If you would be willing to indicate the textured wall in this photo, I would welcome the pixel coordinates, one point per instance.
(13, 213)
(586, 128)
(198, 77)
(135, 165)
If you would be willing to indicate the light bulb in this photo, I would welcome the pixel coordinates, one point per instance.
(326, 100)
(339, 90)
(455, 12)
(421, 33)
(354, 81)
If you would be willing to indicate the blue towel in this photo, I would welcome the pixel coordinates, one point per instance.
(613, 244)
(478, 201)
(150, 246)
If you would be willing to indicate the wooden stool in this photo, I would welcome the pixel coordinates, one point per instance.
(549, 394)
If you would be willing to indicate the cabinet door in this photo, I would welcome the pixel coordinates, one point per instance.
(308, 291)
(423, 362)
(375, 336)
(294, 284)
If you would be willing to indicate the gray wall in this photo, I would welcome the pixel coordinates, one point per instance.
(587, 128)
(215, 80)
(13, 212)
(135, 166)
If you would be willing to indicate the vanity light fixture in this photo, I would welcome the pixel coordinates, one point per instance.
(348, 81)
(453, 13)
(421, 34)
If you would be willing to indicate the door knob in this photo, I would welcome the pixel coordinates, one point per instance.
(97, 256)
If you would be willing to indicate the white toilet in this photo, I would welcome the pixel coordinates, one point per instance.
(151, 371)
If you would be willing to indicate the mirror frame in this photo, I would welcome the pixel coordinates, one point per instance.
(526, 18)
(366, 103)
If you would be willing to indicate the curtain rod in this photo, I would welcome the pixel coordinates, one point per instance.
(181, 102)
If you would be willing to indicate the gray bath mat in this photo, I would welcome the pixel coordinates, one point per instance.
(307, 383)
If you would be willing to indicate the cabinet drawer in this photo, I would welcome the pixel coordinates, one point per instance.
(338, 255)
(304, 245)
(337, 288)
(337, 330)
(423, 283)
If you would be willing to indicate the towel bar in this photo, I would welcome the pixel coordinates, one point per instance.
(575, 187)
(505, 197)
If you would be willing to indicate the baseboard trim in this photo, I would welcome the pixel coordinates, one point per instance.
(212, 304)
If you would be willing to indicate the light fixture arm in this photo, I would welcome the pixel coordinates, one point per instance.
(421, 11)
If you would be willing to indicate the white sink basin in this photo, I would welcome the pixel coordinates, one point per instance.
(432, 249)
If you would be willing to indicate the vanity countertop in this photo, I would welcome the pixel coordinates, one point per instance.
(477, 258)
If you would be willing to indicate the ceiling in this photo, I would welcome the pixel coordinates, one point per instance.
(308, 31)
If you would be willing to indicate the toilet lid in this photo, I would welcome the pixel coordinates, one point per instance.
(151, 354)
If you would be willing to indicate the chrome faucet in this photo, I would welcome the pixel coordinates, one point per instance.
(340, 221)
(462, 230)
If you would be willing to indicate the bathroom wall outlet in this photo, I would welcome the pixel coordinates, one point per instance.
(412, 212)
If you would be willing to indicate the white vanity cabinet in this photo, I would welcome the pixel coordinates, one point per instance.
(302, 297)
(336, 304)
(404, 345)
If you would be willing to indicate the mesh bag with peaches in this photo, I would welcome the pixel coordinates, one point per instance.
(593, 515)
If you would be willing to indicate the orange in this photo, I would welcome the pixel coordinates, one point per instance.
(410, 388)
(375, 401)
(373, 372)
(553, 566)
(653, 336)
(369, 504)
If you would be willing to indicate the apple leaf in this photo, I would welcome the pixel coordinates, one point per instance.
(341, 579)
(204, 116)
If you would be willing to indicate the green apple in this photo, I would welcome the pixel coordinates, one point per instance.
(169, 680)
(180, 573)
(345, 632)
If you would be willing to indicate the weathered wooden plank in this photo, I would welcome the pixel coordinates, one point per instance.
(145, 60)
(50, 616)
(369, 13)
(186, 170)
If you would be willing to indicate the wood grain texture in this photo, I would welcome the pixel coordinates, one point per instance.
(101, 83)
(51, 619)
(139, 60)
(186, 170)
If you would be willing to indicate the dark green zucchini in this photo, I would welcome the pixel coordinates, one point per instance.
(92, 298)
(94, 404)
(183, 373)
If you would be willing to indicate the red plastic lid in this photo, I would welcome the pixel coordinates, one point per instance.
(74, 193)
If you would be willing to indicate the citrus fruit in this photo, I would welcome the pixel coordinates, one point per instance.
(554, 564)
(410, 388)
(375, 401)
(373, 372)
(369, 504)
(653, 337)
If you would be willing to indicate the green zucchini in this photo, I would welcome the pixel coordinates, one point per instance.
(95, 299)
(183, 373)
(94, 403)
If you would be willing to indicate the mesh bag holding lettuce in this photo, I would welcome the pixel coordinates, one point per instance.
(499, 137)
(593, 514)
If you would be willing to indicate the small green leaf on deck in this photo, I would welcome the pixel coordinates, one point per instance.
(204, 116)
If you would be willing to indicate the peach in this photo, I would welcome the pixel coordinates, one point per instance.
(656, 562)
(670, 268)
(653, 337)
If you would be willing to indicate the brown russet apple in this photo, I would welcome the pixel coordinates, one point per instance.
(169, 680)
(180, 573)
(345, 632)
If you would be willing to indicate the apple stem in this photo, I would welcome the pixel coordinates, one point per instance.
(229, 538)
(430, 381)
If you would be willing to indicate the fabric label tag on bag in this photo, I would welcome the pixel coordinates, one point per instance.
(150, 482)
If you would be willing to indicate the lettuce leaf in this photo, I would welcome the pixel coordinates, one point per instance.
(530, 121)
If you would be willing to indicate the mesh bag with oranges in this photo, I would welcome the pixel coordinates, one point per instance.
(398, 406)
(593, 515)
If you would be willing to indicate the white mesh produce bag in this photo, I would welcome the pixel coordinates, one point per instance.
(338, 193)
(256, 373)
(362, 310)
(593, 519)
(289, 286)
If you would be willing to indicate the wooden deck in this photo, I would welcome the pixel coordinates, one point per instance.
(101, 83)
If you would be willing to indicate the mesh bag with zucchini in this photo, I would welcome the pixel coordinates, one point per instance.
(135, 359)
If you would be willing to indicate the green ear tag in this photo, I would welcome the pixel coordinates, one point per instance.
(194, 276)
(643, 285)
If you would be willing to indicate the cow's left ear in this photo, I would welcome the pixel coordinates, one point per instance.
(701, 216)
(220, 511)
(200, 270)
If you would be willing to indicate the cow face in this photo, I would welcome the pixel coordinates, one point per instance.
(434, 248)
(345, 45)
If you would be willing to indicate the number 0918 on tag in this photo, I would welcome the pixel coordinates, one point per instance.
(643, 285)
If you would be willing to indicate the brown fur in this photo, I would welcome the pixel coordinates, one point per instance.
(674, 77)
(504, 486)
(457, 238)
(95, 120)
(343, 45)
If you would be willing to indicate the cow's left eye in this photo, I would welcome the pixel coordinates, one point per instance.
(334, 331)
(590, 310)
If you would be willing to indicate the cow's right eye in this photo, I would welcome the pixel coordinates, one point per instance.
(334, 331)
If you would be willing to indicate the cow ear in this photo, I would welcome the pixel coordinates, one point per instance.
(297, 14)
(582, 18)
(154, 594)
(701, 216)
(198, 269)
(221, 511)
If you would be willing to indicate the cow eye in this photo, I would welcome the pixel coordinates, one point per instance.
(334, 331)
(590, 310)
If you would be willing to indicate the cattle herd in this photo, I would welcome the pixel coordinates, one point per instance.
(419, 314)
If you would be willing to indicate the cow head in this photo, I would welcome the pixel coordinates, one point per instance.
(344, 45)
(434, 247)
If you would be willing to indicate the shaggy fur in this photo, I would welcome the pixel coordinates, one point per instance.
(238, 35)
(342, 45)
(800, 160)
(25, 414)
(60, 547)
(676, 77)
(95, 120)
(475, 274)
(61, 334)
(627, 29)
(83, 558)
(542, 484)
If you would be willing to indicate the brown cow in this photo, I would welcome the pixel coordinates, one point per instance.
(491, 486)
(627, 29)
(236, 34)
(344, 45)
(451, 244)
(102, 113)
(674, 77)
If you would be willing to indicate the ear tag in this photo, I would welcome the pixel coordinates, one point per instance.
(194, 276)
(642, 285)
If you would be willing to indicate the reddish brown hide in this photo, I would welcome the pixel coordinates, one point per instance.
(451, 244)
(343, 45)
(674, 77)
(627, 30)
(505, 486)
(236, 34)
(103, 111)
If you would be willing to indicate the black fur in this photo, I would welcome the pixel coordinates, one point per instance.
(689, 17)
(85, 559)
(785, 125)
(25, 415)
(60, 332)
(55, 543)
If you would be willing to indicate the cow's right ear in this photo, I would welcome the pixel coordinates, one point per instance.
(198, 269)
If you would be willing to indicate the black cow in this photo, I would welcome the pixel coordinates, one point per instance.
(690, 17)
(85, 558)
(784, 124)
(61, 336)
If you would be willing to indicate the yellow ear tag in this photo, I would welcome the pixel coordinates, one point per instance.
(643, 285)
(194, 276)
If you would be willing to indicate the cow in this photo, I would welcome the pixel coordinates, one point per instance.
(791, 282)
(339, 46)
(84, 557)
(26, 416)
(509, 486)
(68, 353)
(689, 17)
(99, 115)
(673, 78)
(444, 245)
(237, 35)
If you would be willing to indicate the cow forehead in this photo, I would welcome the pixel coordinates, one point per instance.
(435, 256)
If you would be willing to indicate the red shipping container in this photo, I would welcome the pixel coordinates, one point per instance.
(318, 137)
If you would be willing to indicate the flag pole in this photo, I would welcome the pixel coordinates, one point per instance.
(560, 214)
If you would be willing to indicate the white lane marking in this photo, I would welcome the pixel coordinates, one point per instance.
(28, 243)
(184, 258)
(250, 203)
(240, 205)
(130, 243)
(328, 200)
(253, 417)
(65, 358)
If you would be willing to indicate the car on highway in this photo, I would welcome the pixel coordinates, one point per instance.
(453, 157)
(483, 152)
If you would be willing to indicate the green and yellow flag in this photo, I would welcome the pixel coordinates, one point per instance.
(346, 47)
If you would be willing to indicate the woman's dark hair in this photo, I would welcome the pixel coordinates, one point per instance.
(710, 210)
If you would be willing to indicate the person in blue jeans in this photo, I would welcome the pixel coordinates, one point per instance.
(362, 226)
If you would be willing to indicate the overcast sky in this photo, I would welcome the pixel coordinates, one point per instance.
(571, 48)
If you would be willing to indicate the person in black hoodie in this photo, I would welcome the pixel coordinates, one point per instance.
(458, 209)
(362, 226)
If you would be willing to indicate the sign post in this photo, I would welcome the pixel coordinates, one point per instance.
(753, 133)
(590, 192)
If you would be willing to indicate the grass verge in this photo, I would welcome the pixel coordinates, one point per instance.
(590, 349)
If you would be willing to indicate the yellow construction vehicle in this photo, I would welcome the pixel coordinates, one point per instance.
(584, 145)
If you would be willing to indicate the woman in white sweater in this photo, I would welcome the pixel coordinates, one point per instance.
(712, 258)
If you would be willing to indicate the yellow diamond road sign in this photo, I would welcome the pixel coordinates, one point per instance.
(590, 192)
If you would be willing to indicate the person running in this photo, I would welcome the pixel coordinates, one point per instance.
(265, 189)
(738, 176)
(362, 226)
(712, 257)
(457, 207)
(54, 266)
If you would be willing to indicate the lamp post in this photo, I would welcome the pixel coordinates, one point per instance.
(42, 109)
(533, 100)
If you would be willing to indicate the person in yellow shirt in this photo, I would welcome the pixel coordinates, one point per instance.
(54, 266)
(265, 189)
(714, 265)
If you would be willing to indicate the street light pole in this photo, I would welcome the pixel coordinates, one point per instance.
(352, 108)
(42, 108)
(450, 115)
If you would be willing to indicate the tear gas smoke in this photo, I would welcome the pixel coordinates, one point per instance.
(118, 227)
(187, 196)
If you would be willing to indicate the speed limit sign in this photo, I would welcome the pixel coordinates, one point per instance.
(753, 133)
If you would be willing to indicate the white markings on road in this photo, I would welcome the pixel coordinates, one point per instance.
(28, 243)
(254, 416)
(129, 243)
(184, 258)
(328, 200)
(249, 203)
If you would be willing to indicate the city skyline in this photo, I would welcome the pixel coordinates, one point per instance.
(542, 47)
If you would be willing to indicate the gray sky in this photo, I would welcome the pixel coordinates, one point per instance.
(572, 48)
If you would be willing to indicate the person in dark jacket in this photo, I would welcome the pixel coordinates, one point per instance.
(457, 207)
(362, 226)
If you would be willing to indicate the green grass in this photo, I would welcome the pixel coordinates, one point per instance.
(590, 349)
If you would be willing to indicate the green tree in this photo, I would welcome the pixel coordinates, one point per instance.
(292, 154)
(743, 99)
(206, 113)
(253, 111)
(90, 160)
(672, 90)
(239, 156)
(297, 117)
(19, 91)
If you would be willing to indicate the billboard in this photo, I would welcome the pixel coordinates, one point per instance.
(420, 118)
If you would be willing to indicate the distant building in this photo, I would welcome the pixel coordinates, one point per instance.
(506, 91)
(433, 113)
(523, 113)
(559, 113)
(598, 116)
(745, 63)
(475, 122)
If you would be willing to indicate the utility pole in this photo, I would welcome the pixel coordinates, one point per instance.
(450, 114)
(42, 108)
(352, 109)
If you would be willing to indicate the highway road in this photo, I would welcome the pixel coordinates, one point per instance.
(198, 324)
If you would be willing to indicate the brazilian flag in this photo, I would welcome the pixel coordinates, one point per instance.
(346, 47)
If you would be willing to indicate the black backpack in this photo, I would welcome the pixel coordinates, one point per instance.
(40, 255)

# # # # # # #

◆ **WHAT TO DO**
Every line from the one that has "If you would be willing to indicate the brazilian" down to the last line above must be written out exactly, with both ends included and nothing else.

◆ **EXERCISE RESPONSE**
If you would be willing to indicate the brazilian flag in this photo, I would welcome the pixel coordinates, one point per instance.
(346, 47)
If you would be willing to indicate the black backpack in this photo, I would welcome the pixel coordinates, one point per instance.
(40, 255)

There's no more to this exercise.